We must offer up our prayers and our sacrifices and humiliations and mortifications and penances to the Most Sacred Heart of Jesus through the Sorrowful and Immaculate Heart of Mary, praying as many Rosaries each day as our states-in-life permit, so that every human being on the face of this earth will recognize in the Mother of God the Singular Vessel of Devotion without whose intercession we cannot get to Heaven and whose Immaculate Heart will indeed triumph in the end.

Viva Cristo ReyVivat Christus Rex!

Our Lady of the Rosary, pray for us.

Saint Joseph, pray for us.

Saints Peter and Paul, pray for us.

Saint John the Baptist, pray for us.

Saint John the Evangelist, pray for us.

Saint Michael the Archangel, pray for us.

APPENDIX 

The Presentation of the Blessed Virgin Mary as found in The New English Edition of The Mystical City of God

412. Among the types which foreshadowed most holy Mary in the written law none was more expressive than the Ark of the Covenant, not only due to the material of which it was constructed and its contents, but also due to the purposes for which it served and the effects which the Lord wrought through it and in connection with it in the ancient synagogue. It was all a prototype of this Lady and of what She was to do in the new Church of the Gospel. The incorruptible setim wood of which it was made (Ex. 25:10), not by chance but by divine arrangement, typified clearly our mystical ark Mary, free from the corruption of actual sin and from the hidden worminess of original guilt with its inseparable ferment of disorderly passions. The finest and purest gold (Ib. 11) which covered it on the outside and inside certainly indicated the most perfect and exalted graces and gifts which shone forth in her heavenly thoughts, her works and activities, and her habits and the operations of her faculties, so in no exterior or interior part of this mystical Ark could anything be discerned which at any moment of time was not entirely covered by gold of the most exquisite and finest carat.

▶ [STATED TASK A]
Locate every line in the records that contains the word "fishing", and copy each such line.

▶ [ENTRIES PROVIDED]
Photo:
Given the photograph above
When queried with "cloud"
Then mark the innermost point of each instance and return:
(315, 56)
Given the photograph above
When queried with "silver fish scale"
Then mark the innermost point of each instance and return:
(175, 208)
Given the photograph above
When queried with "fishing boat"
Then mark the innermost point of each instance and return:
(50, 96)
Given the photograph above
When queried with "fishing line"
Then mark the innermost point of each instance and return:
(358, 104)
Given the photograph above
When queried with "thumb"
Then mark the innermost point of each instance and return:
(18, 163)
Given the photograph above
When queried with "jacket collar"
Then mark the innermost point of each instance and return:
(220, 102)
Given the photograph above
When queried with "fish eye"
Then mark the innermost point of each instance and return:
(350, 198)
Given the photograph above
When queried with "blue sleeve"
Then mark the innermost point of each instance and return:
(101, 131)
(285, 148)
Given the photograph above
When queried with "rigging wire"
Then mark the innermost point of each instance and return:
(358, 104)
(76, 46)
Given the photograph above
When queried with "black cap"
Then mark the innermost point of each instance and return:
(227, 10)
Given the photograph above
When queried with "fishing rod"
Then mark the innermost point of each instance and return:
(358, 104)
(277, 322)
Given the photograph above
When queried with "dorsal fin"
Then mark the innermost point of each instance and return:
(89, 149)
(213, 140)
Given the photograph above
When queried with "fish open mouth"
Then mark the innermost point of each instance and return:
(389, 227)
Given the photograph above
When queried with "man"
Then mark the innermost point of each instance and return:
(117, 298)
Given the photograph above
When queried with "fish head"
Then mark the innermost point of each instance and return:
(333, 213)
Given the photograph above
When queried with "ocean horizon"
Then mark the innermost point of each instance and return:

==

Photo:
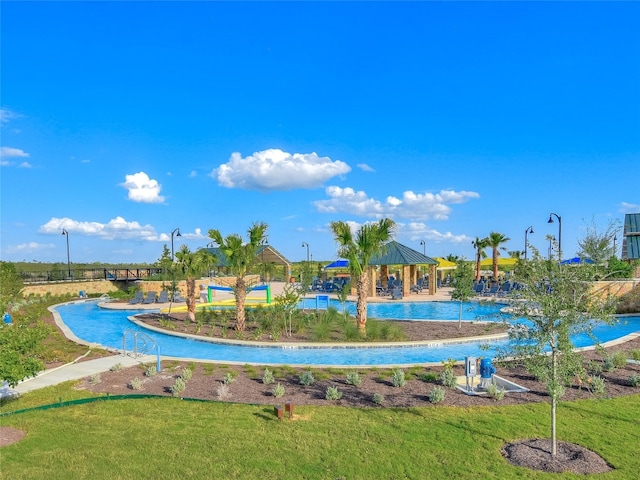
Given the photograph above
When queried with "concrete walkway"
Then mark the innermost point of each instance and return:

---

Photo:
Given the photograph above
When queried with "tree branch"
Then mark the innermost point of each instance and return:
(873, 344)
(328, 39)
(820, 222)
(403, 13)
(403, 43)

▶ [STATED TASK B]
In the closing invocations of the passage, starting at "Viva Cristo ReyVivat" and ending at "Archangel, pray for us.", switch "pray for us" to "intercede for us" and write out that portion again.

▶ [TASK RESULT A]
When queried with "fishing boat"
When queried with "fishing line"
When queried with "fishing rod"

▶ [TASK RESULT B]
Viva Cristo ReyVivat Christus Rex!

Our Lady of the Rosary, intercede for us.

Saint Joseph, intercede for us.

Saints Peter and Paul, intercede for us.

Saint John the Baptist, intercede for us.

Saint John the Evangelist, intercede for us.

Saint Michael the Archangel, intercede for us.